Part of a data file:
··········

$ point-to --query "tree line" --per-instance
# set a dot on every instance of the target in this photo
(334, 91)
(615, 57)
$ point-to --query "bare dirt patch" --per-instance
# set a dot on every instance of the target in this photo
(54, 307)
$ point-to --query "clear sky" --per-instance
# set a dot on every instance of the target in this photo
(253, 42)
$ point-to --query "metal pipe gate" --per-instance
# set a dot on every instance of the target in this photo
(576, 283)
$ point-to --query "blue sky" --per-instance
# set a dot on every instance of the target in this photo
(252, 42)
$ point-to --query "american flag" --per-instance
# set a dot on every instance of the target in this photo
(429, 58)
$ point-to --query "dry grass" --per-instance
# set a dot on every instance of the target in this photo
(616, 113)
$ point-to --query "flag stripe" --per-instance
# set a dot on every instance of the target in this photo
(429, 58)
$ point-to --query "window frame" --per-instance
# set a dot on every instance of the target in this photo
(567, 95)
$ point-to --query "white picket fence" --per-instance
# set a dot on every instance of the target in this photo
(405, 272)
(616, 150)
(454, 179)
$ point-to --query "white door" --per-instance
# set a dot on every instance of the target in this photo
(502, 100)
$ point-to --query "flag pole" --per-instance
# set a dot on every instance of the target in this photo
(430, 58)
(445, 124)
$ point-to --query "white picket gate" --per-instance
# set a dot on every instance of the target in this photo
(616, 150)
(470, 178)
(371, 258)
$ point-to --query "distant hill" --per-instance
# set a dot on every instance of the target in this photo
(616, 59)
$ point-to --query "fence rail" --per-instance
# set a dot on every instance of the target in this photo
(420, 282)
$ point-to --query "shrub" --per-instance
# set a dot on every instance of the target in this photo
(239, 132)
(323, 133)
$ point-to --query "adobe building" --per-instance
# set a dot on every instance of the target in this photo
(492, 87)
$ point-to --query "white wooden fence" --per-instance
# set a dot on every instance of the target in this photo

··········

#### [TASK GOAL]
Please pull out each line above that contains the string "gate". Case counts.

#### [SOLUTION FOR THIS PROBLEM]
$ point-to --query "metal pipe gate" --per-instance
$ point-to --query "white picket gate" --per-instance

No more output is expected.